• _Challenge_:
Format the data below as a JSON list of strings, with one string for each line and no blank lines. Leave the pictures out of your answer.

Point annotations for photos
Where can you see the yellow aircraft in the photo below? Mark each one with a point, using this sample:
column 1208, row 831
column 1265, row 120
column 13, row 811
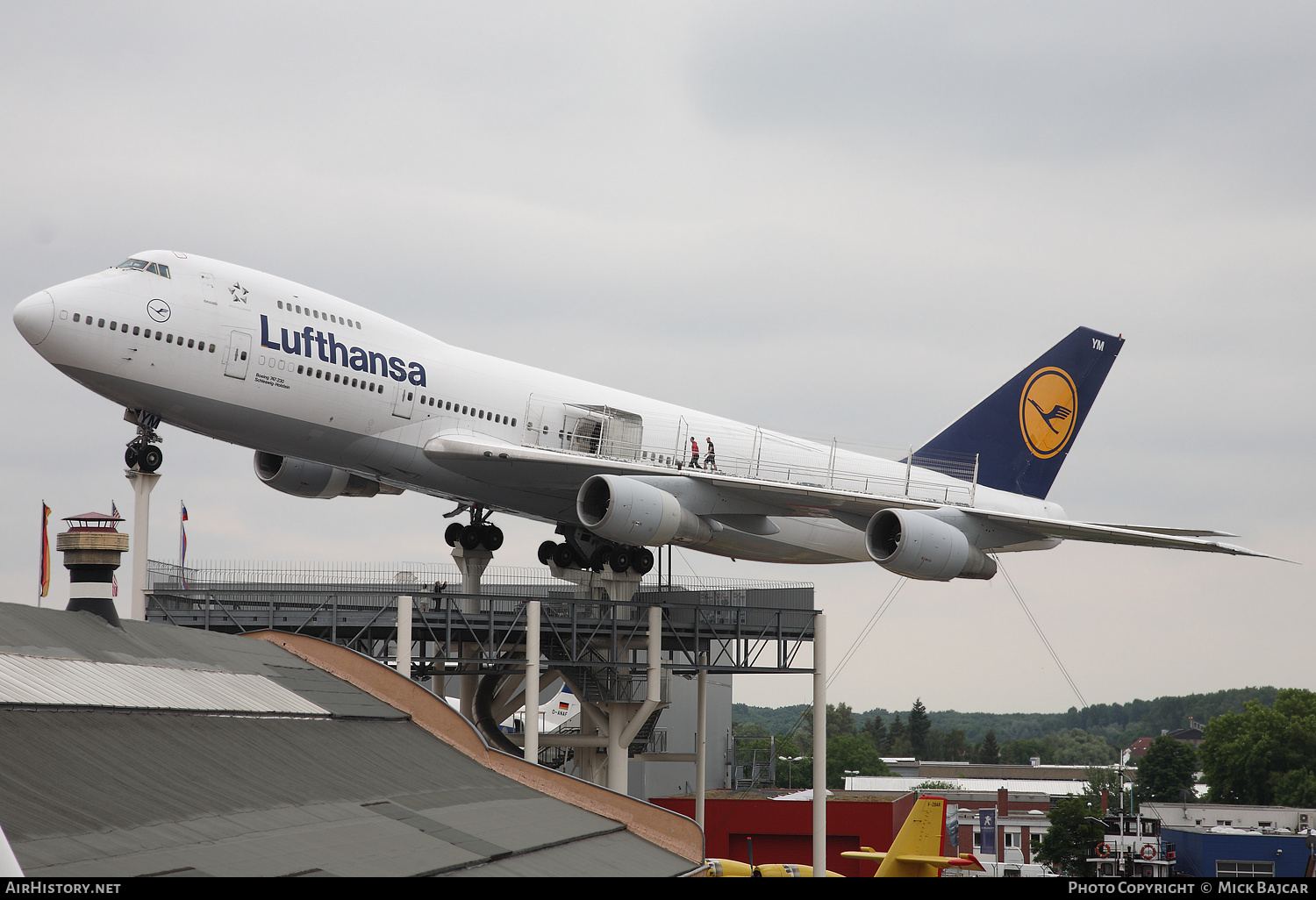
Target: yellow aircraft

• _Result_:
[
  "Where can you see the yellow aircraft in the photo below? Mark each one with a point, using this sample:",
  "column 1208, row 831",
  "column 1265, row 120",
  "column 13, row 811",
  "Target: yellow aircraft"
]